A block of data
↓

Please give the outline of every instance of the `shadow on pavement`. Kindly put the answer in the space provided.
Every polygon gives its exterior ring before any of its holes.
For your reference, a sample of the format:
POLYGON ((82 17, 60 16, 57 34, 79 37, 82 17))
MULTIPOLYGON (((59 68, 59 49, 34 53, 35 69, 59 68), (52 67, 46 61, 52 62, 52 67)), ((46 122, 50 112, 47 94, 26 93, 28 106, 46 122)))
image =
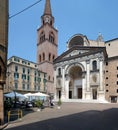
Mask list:
POLYGON ((90 110, 7 130, 118 130, 118 108, 90 110))

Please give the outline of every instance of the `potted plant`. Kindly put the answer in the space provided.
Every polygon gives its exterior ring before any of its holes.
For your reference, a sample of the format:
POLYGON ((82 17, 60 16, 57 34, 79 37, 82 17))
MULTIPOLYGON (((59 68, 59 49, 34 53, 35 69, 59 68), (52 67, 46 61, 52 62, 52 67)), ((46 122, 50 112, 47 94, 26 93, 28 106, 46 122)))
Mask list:
POLYGON ((61 101, 61 99, 59 98, 59 100, 58 100, 58 102, 57 102, 57 105, 58 105, 58 109, 60 109, 61 108, 61 104, 62 104, 62 101, 61 101))

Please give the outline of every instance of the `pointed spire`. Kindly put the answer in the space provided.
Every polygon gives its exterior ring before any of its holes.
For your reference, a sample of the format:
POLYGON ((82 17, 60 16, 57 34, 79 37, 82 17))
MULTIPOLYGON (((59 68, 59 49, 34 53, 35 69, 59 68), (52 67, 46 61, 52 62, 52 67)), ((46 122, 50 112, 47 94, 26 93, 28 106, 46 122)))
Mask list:
POLYGON ((46 0, 44 15, 52 15, 50 0, 46 0))

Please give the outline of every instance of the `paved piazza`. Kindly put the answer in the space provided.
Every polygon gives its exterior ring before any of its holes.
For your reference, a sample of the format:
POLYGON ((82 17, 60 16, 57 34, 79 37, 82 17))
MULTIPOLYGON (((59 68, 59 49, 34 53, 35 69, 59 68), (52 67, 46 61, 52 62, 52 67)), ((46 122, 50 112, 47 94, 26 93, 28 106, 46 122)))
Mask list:
POLYGON ((6 130, 118 130, 118 104, 63 103, 61 109, 24 111, 6 130))

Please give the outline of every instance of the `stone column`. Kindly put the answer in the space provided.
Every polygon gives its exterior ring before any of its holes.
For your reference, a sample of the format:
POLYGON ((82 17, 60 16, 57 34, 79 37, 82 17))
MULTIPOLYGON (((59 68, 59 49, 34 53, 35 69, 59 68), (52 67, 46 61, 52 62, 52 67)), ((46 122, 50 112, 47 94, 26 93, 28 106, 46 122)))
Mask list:
POLYGON ((62 67, 62 94, 61 94, 61 99, 65 99, 65 68, 62 67))
POLYGON ((82 74, 82 99, 85 99, 85 91, 86 91, 86 86, 85 86, 85 74, 82 74))
POLYGON ((100 91, 103 91, 103 58, 100 58, 100 91))
POLYGON ((90 60, 86 61, 86 90, 90 91, 90 60))
POLYGON ((68 77, 68 75, 66 75, 65 93, 66 93, 66 99, 69 99, 69 77, 68 77))
POLYGON ((54 68, 54 99, 57 99, 56 81, 56 68, 54 68))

↑

### Exercise requirements
Locate each line in the items above that contains the word "Please" and copy those lines.

### Correct result
Please give the outline of every instance of the `shadow on pavement`. Kindly put the answer in the space provided.
Please give the outline of every instance of the `potted plant`. Kindly put the answer in the space provided.
Please give the outline of every instance of the `pointed spire`. Kindly put the answer in the space provided.
Please give the outline of every instance of the `paved piazza`. Kindly put the answer in the space provided.
Please give the outline of every instance of the `stone column`. Kindly put the answer in the space provided.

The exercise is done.